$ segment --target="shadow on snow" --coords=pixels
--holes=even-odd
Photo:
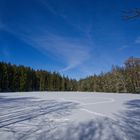
[[[116,121],[100,117],[70,124],[65,122],[63,117],[72,114],[72,111],[78,108],[77,103],[33,99],[0,98],[0,134],[6,132],[3,139],[138,140],[140,138],[140,100],[124,103],[126,110],[114,114]]]

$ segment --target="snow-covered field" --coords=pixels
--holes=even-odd
[[[0,140],[139,140],[140,95],[0,93]]]

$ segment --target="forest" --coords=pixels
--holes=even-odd
[[[0,92],[89,91],[140,93],[140,58],[128,58],[122,67],[76,80],[57,72],[34,70],[0,62]]]

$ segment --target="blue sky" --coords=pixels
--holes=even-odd
[[[139,0],[0,0],[0,61],[83,78],[140,57]]]

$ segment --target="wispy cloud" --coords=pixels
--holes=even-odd
[[[41,52],[51,53],[63,62],[66,62],[66,67],[62,68],[61,72],[74,69],[90,58],[89,47],[84,41],[54,34],[30,37],[25,40],[28,43],[32,43],[32,46]]]
[[[122,45],[122,46],[119,48],[119,50],[122,51],[122,50],[124,50],[124,49],[129,48],[129,47],[130,47],[129,45]]]
[[[76,39],[60,36],[44,31],[44,29],[41,29],[38,33],[32,33],[29,29],[15,31],[14,29],[6,28],[6,31],[41,53],[50,54],[52,58],[55,57],[65,63],[65,67],[60,72],[74,69],[91,57],[87,40],[83,38]]]

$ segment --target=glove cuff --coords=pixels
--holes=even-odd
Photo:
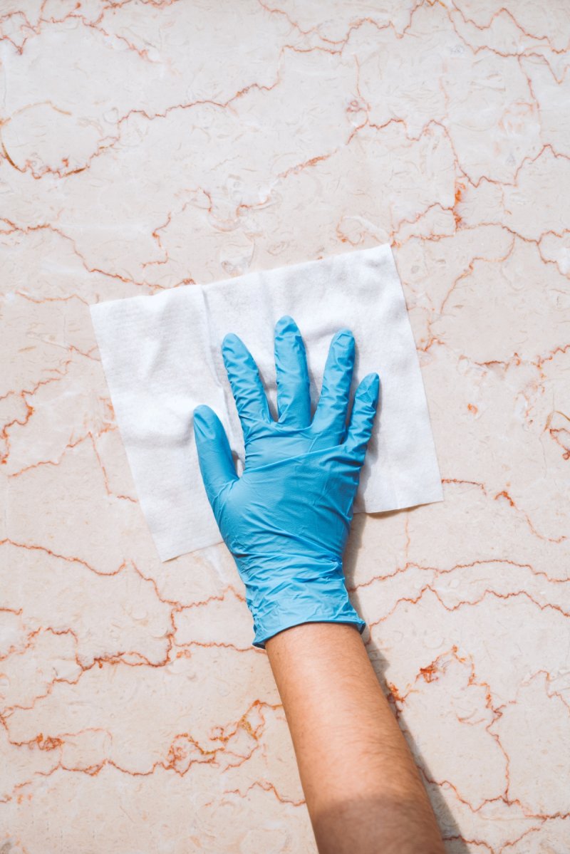
[[[264,575],[264,573],[261,573]],[[342,564],[321,564],[271,568],[272,584],[258,571],[245,580],[245,598],[253,616],[253,646],[265,649],[273,635],[305,623],[349,623],[361,633],[366,628],[353,606],[344,582]],[[255,581],[254,581],[255,579]]]

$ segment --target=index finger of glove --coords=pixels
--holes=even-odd
[[[344,441],[344,447],[350,457],[362,465],[372,436],[374,417],[378,407],[380,380],[377,373],[367,374],[355,393],[350,415],[350,424]]]
[[[350,330],[341,329],[331,342],[320,398],[313,418],[314,429],[326,432],[334,443],[344,435],[354,364],[354,336]]]
[[[241,338],[233,332],[226,335],[221,354],[242,426],[254,421],[272,421],[257,366]]]

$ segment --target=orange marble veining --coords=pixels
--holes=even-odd
[[[385,241],[446,500],[356,517],[347,586],[449,854],[565,854],[567,4],[0,27],[3,854],[315,851],[233,562],[158,561],[88,306]]]

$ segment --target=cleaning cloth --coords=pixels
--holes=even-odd
[[[353,388],[380,377],[374,429],[354,503],[379,512],[443,500],[441,478],[402,284],[389,244],[211,284],[91,306],[103,371],[140,506],[162,561],[221,542],[206,497],[192,412],[219,415],[243,471],[244,441],[220,353],[235,332],[254,357],[276,415],[273,330],[291,315],[305,342],[311,403],[331,338],[356,342]]]

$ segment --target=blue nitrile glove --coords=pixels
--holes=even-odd
[[[347,429],[355,342],[340,330],[311,420],[305,348],[295,321],[283,317],[275,326],[275,421],[257,366],[237,335],[226,336],[222,355],[244,430],[241,477],[209,407],[195,409],[194,432],[208,498],[245,585],[253,645],[264,649],[267,638],[302,623],[352,623],[361,634],[366,623],[349,600],[343,553],[378,404],[378,374],[356,389]]]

WHAT THE TASK ASKS
Write out the lines above as a JSON list of strings, one string per line, leaving out blank lines and the pictures.

WRITTEN ANSWER
[
  "$ segment --target=\"shadow on snow\" --coords=pixels",
  "--holes=even-odd",
  "Photo:",
  "[[[116,121],[100,117],[70,124],[65,122],[63,117],[72,114],[72,111],[78,108],[77,103],[33,99],[0,98],[0,134],[6,132],[3,139],[138,140],[140,138],[140,100],[124,103],[126,110],[114,114]]]",
  "$ segment --target=\"snow-covered field\" --coords=pixels",
  "--holes=even-odd",
  "[[[0,140],[139,140],[140,95],[0,93]]]",
  "$ segment --target=\"forest\" --coords=pixels",
  "--holes=even-odd",
  "[[[0,92],[89,91],[140,93],[140,58],[128,58],[122,67],[76,80],[57,72],[34,70],[0,62]]]",
  "$ segment --target=\"blue sky\" --coords=pixels",
  "--holes=even-odd",
  "[[[139,0],[0,0],[0,61],[83,78],[140,57]]]",
  "$ segment --target=\"wispy cloud\" --coords=pixels",
  "--holes=even-odd",
  "[[[41,52],[51,53],[63,62],[66,62],[66,67],[62,68],[61,72],[74,69],[90,58],[89,47],[84,41],[54,34],[30,37],[25,40],[28,43],[32,43],[32,46]]]",
  "[[[122,45],[122,46],[119,48],[119,50],[122,51],[122,50],[124,50],[124,49],[129,48],[129,47],[130,47],[129,45]]]",
  "[[[76,39],[60,36],[44,31],[44,29],[41,29],[38,33],[32,33],[29,29],[15,31],[14,29],[6,28],[6,31],[41,53],[50,54],[52,58],[55,57],[65,63],[65,67],[60,72],[74,69],[91,57],[87,40],[83,38]]]",
  "$ segment --target=glove cuff --coords=pixels",
  "--holes=even-odd",
  "Photo:",
  "[[[264,575],[264,573],[261,573]],[[342,564],[321,564],[271,568],[272,584],[258,571],[245,580],[245,598],[253,616],[253,646],[265,649],[273,635],[305,623],[349,623],[361,633],[366,628],[353,606],[344,582]],[[255,581],[254,581],[255,579]]]",
  "$ segment --target=index finger of glove --coords=pixels",
  "--holes=even-odd",
  "[[[344,441],[344,447],[350,457],[362,465],[372,436],[374,417],[378,407],[380,380],[377,373],[367,374],[355,393],[350,415],[350,424]]]",
  "[[[350,330],[341,329],[331,342],[320,398],[313,418],[314,429],[326,432],[334,443],[344,435],[354,364],[354,336]]]",
  "[[[241,338],[233,332],[226,335],[221,354],[242,426],[254,421],[272,421],[257,366]]]",
  "$ segment --target=orange marble veining --coords=pixels",
  "--holes=even-odd",
  "[[[385,241],[446,500],[356,517],[347,586],[449,854],[565,854],[567,4],[0,27],[3,854],[315,851],[233,562],[158,561],[88,306]]]",
  "$ segment --target=cleaning cloth --coords=pixels",
  "--holes=even-odd",
  "[[[353,388],[380,377],[374,429],[354,503],[379,512],[443,500],[441,478],[402,284],[389,244],[211,284],[91,306],[103,371],[140,506],[162,561],[221,542],[206,497],[192,412],[219,415],[243,471],[244,441],[220,353],[235,332],[254,357],[276,415],[273,330],[291,315],[305,342],[311,403],[331,338],[356,342]]]",
  "$ segment --target=blue nitrile glove --coords=pixels",
  "--holes=even-odd",
  "[[[347,429],[355,342],[340,330],[311,420],[305,348],[295,321],[283,317],[275,326],[275,421],[257,366],[237,335],[226,336],[222,355],[244,430],[241,477],[209,407],[195,409],[194,432],[208,498],[245,585],[253,645],[264,649],[267,638],[302,623],[352,623],[361,634],[366,623],[349,600],[343,553],[378,404],[378,374],[356,389]]]"
]